Rewrite the entire listing below as a numbered list, leaving out any blank lines.

> Excerpts from a detection dataset

--------------------

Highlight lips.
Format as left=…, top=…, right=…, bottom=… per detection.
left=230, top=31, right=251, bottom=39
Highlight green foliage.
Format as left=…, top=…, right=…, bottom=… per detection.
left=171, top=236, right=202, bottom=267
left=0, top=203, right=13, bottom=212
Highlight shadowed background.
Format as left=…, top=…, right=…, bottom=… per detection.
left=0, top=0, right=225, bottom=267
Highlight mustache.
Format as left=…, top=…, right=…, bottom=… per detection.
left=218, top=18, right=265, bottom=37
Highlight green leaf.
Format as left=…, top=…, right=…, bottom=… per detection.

--------------------

> In response
1. Highlight lips.
2. Format as left=…, top=…, right=…, bottom=… per detection.
3. left=230, top=31, right=251, bottom=39
4. Highlight green foliage.
5. Format as left=…, top=…, right=…, bottom=… per detection.
6. left=171, top=236, right=202, bottom=267
7. left=0, top=203, right=13, bottom=212
8. Highlight shadowed background.
9. Format as left=…, top=…, right=…, bottom=… per detection.
10. left=0, top=0, right=225, bottom=267
11. Highlight mustache.
12. Format as left=…, top=…, right=…, bottom=… per detection.
13. left=218, top=18, right=265, bottom=37
14. Highlight green leaf.
15. Format as left=…, top=…, right=…, bottom=… per detection.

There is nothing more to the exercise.